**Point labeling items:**
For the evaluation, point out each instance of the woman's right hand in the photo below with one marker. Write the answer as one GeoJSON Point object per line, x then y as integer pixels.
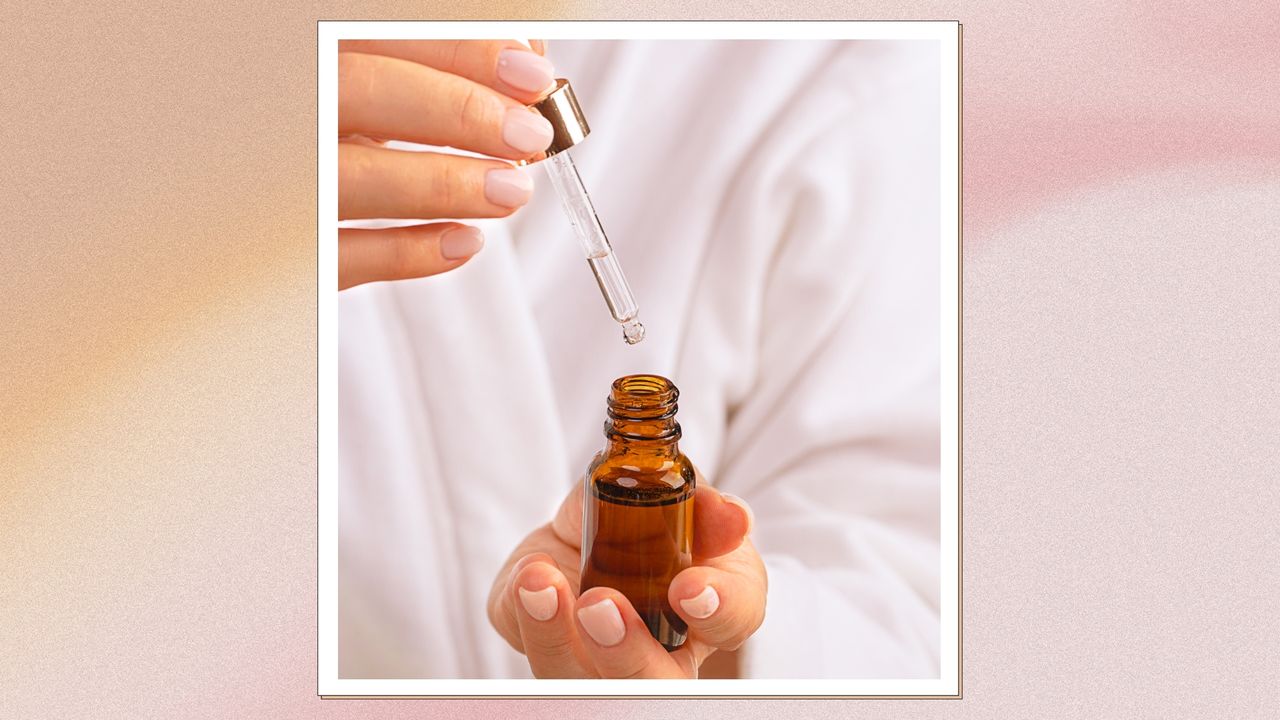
{"type": "Point", "coordinates": [470, 95]}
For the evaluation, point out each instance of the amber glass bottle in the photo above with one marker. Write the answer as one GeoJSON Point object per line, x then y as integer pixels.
{"type": "Point", "coordinates": [638, 510]}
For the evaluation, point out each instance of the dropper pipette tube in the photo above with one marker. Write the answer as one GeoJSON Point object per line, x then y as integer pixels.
{"type": "Point", "coordinates": [599, 254]}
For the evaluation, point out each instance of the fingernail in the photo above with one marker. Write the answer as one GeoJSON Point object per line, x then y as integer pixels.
{"type": "Point", "coordinates": [461, 242]}
{"type": "Point", "coordinates": [525, 71]}
{"type": "Point", "coordinates": [526, 131]}
{"type": "Point", "coordinates": [540, 605]}
{"type": "Point", "coordinates": [603, 623]}
{"type": "Point", "coordinates": [703, 604]}
{"type": "Point", "coordinates": [740, 502]}
{"type": "Point", "coordinates": [507, 187]}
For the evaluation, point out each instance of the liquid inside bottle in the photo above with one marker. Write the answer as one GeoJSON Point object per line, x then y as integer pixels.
{"type": "Point", "coordinates": [638, 510]}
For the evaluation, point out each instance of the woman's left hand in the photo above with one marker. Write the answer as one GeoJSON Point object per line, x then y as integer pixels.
{"type": "Point", "coordinates": [535, 606]}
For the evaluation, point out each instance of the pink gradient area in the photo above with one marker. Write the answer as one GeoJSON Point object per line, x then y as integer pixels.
{"type": "Point", "coordinates": [1121, 177]}
{"type": "Point", "coordinates": [1066, 96]}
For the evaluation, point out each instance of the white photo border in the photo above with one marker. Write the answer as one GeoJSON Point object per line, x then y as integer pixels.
{"type": "Point", "coordinates": [329, 32]}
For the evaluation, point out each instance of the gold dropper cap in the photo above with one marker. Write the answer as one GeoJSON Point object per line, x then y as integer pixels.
{"type": "Point", "coordinates": [565, 114]}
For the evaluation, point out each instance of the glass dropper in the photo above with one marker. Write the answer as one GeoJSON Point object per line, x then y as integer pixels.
{"type": "Point", "coordinates": [570, 127]}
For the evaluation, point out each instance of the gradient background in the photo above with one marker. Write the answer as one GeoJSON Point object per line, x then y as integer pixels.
{"type": "Point", "coordinates": [1121, 378]}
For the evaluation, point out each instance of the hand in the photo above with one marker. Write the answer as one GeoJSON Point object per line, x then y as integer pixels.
{"type": "Point", "coordinates": [534, 601]}
{"type": "Point", "coordinates": [470, 95]}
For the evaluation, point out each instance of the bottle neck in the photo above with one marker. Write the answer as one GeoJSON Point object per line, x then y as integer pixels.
{"type": "Point", "coordinates": [643, 418]}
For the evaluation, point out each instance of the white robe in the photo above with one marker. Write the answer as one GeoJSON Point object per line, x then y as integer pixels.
{"type": "Point", "coordinates": [776, 209]}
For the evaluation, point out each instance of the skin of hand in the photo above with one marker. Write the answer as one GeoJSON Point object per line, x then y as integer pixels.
{"type": "Point", "coordinates": [470, 95]}
{"type": "Point", "coordinates": [535, 605]}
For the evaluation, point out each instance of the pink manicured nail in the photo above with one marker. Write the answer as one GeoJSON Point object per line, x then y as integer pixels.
{"type": "Point", "coordinates": [461, 242]}
{"type": "Point", "coordinates": [703, 604]}
{"type": "Point", "coordinates": [740, 502]}
{"type": "Point", "coordinates": [603, 623]}
{"type": "Point", "coordinates": [507, 187]}
{"type": "Point", "coordinates": [540, 605]}
{"type": "Point", "coordinates": [526, 131]}
{"type": "Point", "coordinates": [525, 71]}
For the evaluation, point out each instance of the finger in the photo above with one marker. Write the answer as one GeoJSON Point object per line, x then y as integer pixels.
{"type": "Point", "coordinates": [617, 639]}
{"type": "Point", "coordinates": [568, 519]}
{"type": "Point", "coordinates": [362, 140]}
{"type": "Point", "coordinates": [543, 606]}
{"type": "Point", "coordinates": [376, 182]}
{"type": "Point", "coordinates": [721, 522]}
{"type": "Point", "coordinates": [504, 65]}
{"type": "Point", "coordinates": [394, 254]}
{"type": "Point", "coordinates": [383, 96]}
{"type": "Point", "coordinates": [722, 607]}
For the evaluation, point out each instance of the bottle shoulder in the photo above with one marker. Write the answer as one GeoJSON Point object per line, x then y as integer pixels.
{"type": "Point", "coordinates": [636, 470]}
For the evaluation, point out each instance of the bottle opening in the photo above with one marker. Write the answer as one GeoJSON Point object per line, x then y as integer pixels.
{"type": "Point", "coordinates": [644, 408]}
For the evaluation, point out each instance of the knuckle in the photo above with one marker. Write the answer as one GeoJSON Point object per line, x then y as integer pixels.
{"type": "Point", "coordinates": [471, 108]}
{"type": "Point", "coordinates": [630, 671]}
{"type": "Point", "coordinates": [556, 647]}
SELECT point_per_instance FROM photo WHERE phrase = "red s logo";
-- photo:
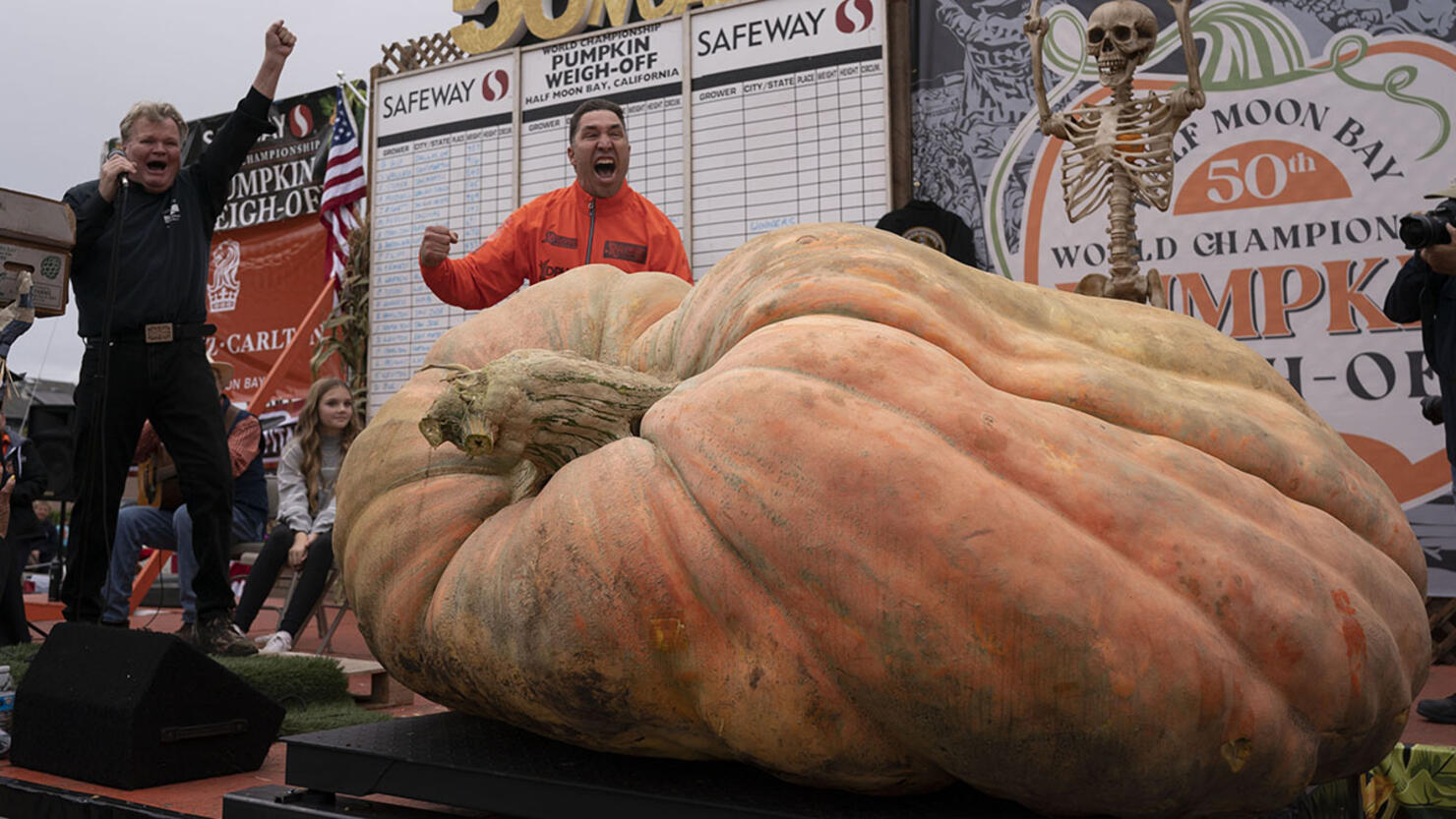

**Objective:** Convert all the items above into a numbered list, omitting blank lines. Leave the pictures out of your answer.

**Full answer:**
1. For the evaluation, point out each instance of the woman's right hand in the photo below with one marker. Write the answer as one GeoJSON Point object per line, x then y as integer pixels.
2. {"type": "Point", "coordinates": [470, 95]}
3. For the evaluation, point out each instance of the amber glass bottle in the photo above with one marker. Write the answer as one GeoJSON Point object per line, x then y as integer pixels.
4. {"type": "Point", "coordinates": [638, 510]}
5. For the evaluation, point out each instance of the dropper pipette tube in the photo above with one marker. Write the answer as one GeoJSON Point object per line, x then y as integer pixels.
6. {"type": "Point", "coordinates": [599, 254]}
7. For the evaluation, point out each instance of the fingernail in the photo above with one marker. Write the answer as one GeoJSON Point object per line, x then y as integer pixels.
8. {"type": "Point", "coordinates": [461, 242]}
9. {"type": "Point", "coordinates": [525, 71]}
10. {"type": "Point", "coordinates": [526, 131]}
11. {"type": "Point", "coordinates": [540, 605]}
12. {"type": "Point", "coordinates": [603, 623]}
13. {"type": "Point", "coordinates": [703, 604]}
14. {"type": "Point", "coordinates": [740, 502]}
15. {"type": "Point", "coordinates": [507, 187]}
16. For the evaluation, point out each instance of the liquid inside bottle in the photo above with one marker. Write the answer as one GeoJSON Point object per line, x then y as integer pixels.
17. {"type": "Point", "coordinates": [638, 510]}
18. For the evaluation, point out each instance of the woman's left hand in the photo above with one marker. Write the answer as one GeoJSON Point object per line, x then y as integer pixels.
19. {"type": "Point", "coordinates": [535, 606]}
20. For the evaluation, point out each instance of the pink gradient area in the photo above with one marker. Write the answer as one GeoJSON Point object per line, x then y as integer pixels.
21. {"type": "Point", "coordinates": [1121, 177]}
22. {"type": "Point", "coordinates": [1066, 96]}
23. For the evaluation, point out each instance of the white photo border in the photo above with one marker. Write the answer as one GeoJSON Point object per line, x then y as integer pixels.
24. {"type": "Point", "coordinates": [329, 32]}
25. For the evaluation, point out each instance of the gold dropper cap in the photo above with one marker. Write the answer as one GeoJSON Point object per line, x then y as integer pixels.
26. {"type": "Point", "coordinates": [565, 114]}
27. For the evaluation, point out each instance of the glass dropper in the photo above with one marker. Write the answer as one GeoJSON Point object per line, x then y as integer pixels.
28. {"type": "Point", "coordinates": [570, 127]}
29. For the evaluation, point out each instance of the gradient background in the photo above with one marker. Write the answer as one GeoJSON Point object per line, x then y as integer pixels.
30. {"type": "Point", "coordinates": [1121, 378]}
31. For the evaluation, point out each instance of the hand in the photo above with one marker. Write the answer as one GeoJSON Point object per line, x then y as integer pixels.
32. {"type": "Point", "coordinates": [534, 601]}
33. {"type": "Point", "coordinates": [470, 95]}
34. For the evaluation, point out each instance of the bottle neck in the photo above with one marker. Write the answer as one GeoJSON Point object per line, x then y as integer pixels.
35. {"type": "Point", "coordinates": [643, 418]}
36. For the evaluation, point out each instance of the white robe in the photo above with one marker. Write the answer as one GeoJSON Point object per line, x then y as integer pixels.
37. {"type": "Point", "coordinates": [776, 209]}
38. For the evaluation, point out each instance of the skin of hand in the photo above with one marker. Write the answer as one GeoJSON Point object per line, x then y as integer pixels.
39. {"type": "Point", "coordinates": [470, 95]}
40. {"type": "Point", "coordinates": [535, 605]}
41. For the evaluation, point out each instance of the pink manicured nail in the photo above with one marker. Write the answer as one GeoJSON Point object per line, x then y as integer pixels.
42. {"type": "Point", "coordinates": [461, 242]}
43. {"type": "Point", "coordinates": [703, 604]}
44. {"type": "Point", "coordinates": [740, 502]}
45. {"type": "Point", "coordinates": [603, 623]}
46. {"type": "Point", "coordinates": [507, 187]}
47. {"type": "Point", "coordinates": [540, 605]}
48. {"type": "Point", "coordinates": [526, 131]}
49. {"type": "Point", "coordinates": [525, 71]}
50. For the evaluation, point out each instance of the finger in the photo above with one marker. Write the answer as one GeoJSON Point object per line, x then y as integer pixels.
51. {"type": "Point", "coordinates": [617, 639]}
52. {"type": "Point", "coordinates": [568, 519]}
53. {"type": "Point", "coordinates": [362, 140]}
54. {"type": "Point", "coordinates": [543, 606]}
55. {"type": "Point", "coordinates": [376, 182]}
56. {"type": "Point", "coordinates": [721, 522]}
57. {"type": "Point", "coordinates": [504, 65]}
58. {"type": "Point", "coordinates": [394, 254]}
59. {"type": "Point", "coordinates": [383, 96]}
60. {"type": "Point", "coordinates": [722, 607]}
61. For the evaluation, point out each instance of the bottle shoulder in the photo above with one marker. Write the answer as one GeoJSON Point object per line, x then y as integer pixels.
62. {"type": "Point", "coordinates": [636, 470]}
63. For the evaluation, point out each instance of the bottle opening in the photo above with one marker. Write the answer as one GeoJSON Point object per line, x then y as integer pixels.
64. {"type": "Point", "coordinates": [644, 408]}
65. For the evaluation, point out each instance of the knuckle in the photo above with one marker. Write the answer as one GeoJSON Point object per line, x then y as integer pixels.
66. {"type": "Point", "coordinates": [471, 108]}
67. {"type": "Point", "coordinates": [630, 671]}
68. {"type": "Point", "coordinates": [556, 647]}
69. SELECT point_per_instance FROM photo WHERE phrase = "red s logo";
70. -- photo:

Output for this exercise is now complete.